Task instructions:
1. Please extract the part of the passage on teaching and kindness that opens with the words containing "Case in point: I" and closes with "impactful things ever.".
2. In the passage on teaching and kindness, what did the instructor at dance camp tell Lena?

Text segment:
But that is not easy. It is not easy to be the nice guy or girl. It is definitely not easy to be a teacher. Spending a lot of time with the lowest common denominators of the world seems like an almost complete waste of time. So much effort. So little short term payoff. Hell, so little visible payoff in any sort of realistic timeline. In the example of my fifth grade teacher she is just now, 29 years later, seeing her results. The time you spend with these people will be a short-term and mid-term loss and may very well be a complete loss. Because let’s face it: you may not help in the long run.
I say “try” for a reason. Unless you are an experienced teacher, a trained counselor, or a truly empathic and caring person you will mess up your efforts. You will do something wrong. You will be inadvertently hurtful yet say things with the best of intentions. And those things will rip the breath right out of the person you’re trying to help. You will accidentally tear off scabs you didn’t know exist. You will do all the wrong things and discourage someone from even trying to better themselves. You will completely botch everything, despite your best of intents. But you have to try because even if the person you are trying to help doesn’t show it, your work is appreciated. Plus, when you get it right it means more than you can possibly imagine to the person you’re trying to help.
Case in point: I just got a call from my oldest daughter. She is at dance camp and has been having a rough time of it. She didn’t get into the level she wanted, some of the other girls decided the movie “Mean Girls” was an instruction manual, and this is her first time away from home for any extended period of time. But tonight she was so happy it made me cry. One of her instructors was patient and kind and took the time to help the awkward kid with an attitude and a poor grasp of the English language. That teacher persevered and took the time to train the untrainable and tonight Lena was the happiest I think I ever heard her. The instructor told her she did a fantastic triple pirouette and complemented her dancing. The instructor probably doesn’t realize it but those words at this juncture in my daughter’s life were probably the most positively impactful things ever.

Dataset excerpts:
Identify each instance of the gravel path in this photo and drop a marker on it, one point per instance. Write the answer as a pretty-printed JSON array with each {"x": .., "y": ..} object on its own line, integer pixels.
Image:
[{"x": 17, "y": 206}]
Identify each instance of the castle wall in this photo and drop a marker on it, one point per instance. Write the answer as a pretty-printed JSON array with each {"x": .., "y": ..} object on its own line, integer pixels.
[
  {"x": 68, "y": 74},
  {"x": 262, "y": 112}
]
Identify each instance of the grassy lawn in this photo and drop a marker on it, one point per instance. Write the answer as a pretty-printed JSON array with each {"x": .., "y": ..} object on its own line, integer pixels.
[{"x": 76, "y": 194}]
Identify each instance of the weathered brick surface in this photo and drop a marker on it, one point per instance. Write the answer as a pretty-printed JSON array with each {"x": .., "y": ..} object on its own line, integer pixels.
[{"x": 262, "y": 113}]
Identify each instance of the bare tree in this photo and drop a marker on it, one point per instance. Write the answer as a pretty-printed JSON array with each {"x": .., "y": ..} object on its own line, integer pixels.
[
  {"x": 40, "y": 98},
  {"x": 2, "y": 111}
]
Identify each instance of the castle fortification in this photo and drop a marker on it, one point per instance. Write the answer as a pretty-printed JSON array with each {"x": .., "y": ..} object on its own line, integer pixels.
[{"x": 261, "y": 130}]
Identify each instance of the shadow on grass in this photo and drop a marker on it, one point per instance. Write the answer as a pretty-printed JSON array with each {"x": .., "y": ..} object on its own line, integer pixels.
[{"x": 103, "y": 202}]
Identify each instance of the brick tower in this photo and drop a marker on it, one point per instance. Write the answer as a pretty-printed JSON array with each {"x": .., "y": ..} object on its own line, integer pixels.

--

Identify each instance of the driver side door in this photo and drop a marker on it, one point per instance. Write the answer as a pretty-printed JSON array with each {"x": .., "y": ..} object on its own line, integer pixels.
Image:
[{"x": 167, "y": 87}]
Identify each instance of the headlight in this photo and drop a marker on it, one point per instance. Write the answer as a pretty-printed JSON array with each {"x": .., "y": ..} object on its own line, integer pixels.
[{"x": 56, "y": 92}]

Task-by-task answers:
1.
Case in point: I just got a call from my oldest daughter. She is at dance camp and has been having a rough time of it. She didn’t get into the level she wanted, some of the other girls decided the movie “Mean Girls” was an instruction manual, and this is her first time away from home for any extended period of time. But tonight she was so happy it made me cry. One of her instructors was patient and kind and took the time to help the awkward kid with an attitude and a poor grasp of the English language. That teacher persevered and took the time to train the untrainable and tonight Lena was the happiest I think I ever heard her. The instructor told her she did a fantastic triple pirouette and complemented her dancing. The instructor probably doesn’t realize it but those words at this juncture in my daughter’s life were probably the most positively impactful things ever.

2. The instructor told Lena she did a fantastic triple pirouette.